Stated task.
Report every line in the listing below that contains the string "blurred".

____ Entries shown

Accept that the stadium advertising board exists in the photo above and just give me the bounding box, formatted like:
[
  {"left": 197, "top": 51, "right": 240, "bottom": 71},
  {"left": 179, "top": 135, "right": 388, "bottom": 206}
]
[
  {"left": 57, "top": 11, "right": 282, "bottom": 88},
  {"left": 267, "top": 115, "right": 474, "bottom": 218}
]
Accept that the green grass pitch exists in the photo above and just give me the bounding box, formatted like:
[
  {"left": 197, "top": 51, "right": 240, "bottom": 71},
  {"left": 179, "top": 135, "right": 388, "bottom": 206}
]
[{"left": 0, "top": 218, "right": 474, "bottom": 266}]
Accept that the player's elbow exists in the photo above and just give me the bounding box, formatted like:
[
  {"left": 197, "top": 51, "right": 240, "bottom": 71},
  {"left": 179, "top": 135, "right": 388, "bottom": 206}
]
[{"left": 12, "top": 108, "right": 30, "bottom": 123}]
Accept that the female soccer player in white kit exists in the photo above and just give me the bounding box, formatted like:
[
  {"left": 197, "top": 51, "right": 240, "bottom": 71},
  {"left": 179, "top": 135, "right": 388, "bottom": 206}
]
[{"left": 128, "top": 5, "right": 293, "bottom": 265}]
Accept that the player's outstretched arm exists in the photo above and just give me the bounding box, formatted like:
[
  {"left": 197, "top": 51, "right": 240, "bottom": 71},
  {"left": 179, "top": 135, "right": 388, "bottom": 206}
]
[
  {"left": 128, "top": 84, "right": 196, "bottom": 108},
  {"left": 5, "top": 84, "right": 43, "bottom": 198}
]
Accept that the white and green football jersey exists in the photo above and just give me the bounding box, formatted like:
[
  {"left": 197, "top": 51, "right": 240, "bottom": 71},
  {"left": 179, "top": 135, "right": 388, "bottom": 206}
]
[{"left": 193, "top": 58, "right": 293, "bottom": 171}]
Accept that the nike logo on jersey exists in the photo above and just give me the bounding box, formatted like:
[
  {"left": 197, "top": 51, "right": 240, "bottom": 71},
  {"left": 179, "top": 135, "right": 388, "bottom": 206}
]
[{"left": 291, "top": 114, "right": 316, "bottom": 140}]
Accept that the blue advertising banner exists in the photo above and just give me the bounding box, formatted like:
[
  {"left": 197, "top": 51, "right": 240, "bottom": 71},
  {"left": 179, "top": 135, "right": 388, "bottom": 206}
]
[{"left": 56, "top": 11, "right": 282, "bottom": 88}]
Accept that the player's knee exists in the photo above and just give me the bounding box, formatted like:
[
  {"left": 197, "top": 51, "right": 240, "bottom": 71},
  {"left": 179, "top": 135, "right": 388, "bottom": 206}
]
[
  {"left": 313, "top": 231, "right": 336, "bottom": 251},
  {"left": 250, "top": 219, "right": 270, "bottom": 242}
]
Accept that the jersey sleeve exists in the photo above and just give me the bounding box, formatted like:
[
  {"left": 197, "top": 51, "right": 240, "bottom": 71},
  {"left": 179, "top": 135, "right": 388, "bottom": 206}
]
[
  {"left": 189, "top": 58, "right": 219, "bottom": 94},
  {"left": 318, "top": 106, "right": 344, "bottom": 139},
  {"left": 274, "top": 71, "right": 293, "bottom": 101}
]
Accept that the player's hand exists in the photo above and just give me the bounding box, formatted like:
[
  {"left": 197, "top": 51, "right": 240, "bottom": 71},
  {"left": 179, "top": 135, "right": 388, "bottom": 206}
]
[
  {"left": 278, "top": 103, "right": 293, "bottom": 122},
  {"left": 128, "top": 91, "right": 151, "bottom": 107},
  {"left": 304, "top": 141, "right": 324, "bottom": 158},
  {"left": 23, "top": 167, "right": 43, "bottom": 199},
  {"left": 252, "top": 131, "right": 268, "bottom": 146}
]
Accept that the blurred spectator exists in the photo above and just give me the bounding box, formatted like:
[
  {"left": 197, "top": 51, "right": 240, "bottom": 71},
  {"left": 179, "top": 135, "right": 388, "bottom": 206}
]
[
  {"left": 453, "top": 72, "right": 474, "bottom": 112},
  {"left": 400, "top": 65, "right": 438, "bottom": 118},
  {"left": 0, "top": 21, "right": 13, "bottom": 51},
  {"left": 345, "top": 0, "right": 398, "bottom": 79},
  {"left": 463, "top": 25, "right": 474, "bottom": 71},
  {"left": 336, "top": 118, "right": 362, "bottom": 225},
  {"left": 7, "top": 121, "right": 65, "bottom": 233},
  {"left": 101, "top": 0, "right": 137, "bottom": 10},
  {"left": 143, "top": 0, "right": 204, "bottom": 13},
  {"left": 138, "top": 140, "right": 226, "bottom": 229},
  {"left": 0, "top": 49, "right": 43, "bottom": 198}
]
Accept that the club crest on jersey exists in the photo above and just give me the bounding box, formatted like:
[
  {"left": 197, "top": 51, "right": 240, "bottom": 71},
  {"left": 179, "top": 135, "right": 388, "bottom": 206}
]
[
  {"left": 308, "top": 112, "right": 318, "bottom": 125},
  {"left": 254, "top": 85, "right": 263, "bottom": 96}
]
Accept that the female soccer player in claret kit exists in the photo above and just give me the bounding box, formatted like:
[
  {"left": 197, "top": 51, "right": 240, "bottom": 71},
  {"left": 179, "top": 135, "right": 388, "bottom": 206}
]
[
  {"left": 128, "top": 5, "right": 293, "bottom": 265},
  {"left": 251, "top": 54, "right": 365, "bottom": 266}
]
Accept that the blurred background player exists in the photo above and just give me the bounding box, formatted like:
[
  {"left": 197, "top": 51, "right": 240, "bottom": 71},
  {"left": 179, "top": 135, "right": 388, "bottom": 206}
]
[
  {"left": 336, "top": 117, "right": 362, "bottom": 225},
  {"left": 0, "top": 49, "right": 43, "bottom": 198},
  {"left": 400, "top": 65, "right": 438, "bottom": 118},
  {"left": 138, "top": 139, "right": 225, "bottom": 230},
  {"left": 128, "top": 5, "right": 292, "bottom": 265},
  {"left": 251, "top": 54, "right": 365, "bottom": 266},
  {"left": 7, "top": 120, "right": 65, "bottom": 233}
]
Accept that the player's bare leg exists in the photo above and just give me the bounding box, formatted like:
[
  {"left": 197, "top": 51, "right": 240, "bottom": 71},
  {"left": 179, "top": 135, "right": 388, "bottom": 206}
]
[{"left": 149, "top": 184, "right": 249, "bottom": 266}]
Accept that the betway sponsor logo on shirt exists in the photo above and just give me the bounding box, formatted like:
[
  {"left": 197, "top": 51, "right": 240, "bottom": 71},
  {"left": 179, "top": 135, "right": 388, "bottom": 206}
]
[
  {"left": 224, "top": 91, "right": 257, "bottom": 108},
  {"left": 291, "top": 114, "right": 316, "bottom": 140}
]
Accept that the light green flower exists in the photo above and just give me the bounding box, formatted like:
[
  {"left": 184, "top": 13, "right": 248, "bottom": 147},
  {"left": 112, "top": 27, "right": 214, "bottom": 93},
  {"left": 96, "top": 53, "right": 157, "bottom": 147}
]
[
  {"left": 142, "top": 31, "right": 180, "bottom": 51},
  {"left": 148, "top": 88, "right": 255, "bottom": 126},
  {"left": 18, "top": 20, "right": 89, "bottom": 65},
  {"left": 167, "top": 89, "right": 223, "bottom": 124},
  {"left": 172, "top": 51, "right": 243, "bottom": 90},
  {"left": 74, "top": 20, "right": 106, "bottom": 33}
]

________

The answer.
Accept that the blurred spectator exists in the photo above and just give me the bounding box, formatted like:
Accept that the blurred background player exists in the photo above and just give me the bounding box, formatted like:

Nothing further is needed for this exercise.